Requirements: Pick out each row below that contains the word "building" and copy those rows.

Information provided:
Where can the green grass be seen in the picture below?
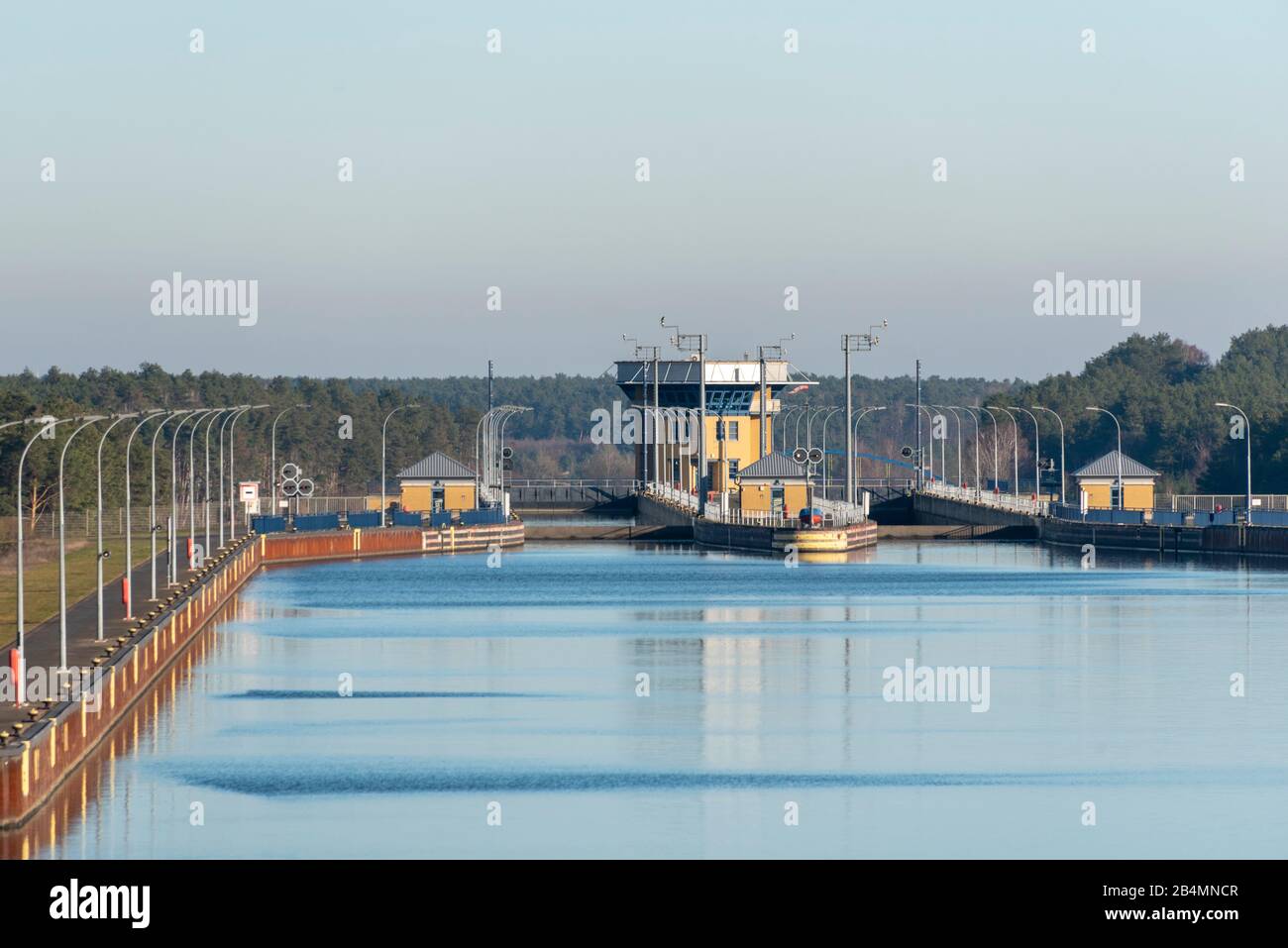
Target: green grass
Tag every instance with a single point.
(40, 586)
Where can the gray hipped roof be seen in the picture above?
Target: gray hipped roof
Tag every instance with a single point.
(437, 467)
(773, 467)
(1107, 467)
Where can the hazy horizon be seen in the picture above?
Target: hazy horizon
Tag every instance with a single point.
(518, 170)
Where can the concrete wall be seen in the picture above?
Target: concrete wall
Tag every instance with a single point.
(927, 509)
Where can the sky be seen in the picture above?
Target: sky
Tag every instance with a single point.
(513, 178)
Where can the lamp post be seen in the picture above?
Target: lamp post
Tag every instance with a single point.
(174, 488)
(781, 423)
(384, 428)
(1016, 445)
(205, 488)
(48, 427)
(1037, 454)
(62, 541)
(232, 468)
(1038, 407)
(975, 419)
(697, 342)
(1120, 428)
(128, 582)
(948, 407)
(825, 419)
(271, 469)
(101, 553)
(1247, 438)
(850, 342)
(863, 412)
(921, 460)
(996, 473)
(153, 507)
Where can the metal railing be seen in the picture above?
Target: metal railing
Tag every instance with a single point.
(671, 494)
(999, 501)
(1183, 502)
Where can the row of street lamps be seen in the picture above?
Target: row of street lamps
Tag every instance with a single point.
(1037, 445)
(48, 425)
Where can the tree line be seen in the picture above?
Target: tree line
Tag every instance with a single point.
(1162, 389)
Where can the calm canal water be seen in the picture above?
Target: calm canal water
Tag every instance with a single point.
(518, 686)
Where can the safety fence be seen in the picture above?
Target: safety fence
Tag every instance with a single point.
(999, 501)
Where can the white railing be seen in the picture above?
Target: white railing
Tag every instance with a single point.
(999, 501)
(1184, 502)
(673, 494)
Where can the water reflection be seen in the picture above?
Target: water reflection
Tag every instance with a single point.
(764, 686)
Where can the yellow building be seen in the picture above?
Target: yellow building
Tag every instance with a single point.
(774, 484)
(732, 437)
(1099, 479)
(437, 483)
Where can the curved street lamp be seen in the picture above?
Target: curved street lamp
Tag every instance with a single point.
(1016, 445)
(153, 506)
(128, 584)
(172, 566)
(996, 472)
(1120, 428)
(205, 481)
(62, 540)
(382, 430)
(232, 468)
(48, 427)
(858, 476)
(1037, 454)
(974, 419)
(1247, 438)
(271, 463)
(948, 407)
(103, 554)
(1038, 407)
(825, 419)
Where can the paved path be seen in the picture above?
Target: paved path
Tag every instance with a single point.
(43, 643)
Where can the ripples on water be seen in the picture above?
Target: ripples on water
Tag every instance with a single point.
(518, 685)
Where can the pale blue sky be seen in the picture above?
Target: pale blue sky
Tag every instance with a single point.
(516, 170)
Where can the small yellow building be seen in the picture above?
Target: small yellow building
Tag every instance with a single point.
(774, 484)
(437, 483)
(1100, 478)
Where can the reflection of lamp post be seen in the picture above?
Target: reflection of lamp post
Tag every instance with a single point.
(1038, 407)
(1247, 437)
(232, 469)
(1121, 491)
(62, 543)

---

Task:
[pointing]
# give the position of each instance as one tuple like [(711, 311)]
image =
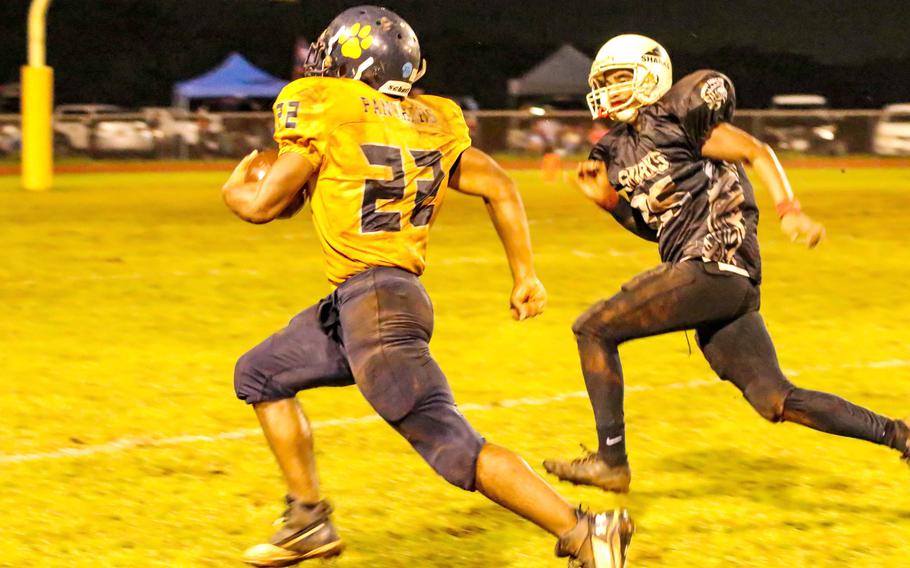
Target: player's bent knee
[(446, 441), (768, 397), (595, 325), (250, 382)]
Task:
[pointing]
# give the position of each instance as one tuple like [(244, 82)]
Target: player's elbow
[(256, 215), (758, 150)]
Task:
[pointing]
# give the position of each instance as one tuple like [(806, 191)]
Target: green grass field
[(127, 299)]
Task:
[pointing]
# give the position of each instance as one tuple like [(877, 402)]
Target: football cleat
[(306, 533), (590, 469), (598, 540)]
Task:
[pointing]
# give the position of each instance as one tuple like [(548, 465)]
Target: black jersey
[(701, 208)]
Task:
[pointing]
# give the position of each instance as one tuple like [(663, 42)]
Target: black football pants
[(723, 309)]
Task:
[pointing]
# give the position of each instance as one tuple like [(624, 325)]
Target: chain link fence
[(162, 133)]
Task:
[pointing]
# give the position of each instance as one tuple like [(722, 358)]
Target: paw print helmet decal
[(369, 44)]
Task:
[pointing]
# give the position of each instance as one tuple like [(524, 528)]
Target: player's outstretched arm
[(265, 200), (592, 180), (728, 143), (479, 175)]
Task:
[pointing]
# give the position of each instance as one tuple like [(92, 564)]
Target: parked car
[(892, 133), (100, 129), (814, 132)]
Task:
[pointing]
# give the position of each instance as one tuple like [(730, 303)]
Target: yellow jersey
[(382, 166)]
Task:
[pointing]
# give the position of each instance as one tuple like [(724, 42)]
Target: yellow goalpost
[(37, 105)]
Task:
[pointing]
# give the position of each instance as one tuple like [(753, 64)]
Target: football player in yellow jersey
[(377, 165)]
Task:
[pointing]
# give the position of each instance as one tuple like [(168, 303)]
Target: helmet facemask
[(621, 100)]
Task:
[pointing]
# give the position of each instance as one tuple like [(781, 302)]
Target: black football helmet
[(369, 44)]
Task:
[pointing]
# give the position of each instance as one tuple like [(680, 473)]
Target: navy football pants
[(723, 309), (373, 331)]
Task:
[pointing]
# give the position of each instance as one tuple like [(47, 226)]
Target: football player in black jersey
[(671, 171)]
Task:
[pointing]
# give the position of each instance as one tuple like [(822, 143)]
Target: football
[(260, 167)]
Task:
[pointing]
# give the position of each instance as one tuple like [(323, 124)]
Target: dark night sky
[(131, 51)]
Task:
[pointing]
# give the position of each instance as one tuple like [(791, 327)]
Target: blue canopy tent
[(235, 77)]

Exercise solution:
Where can the yellow building be seen in the picture above?
Target: yellow building
Where can the small yellow building be seen in the picture above?
Target: small yellow building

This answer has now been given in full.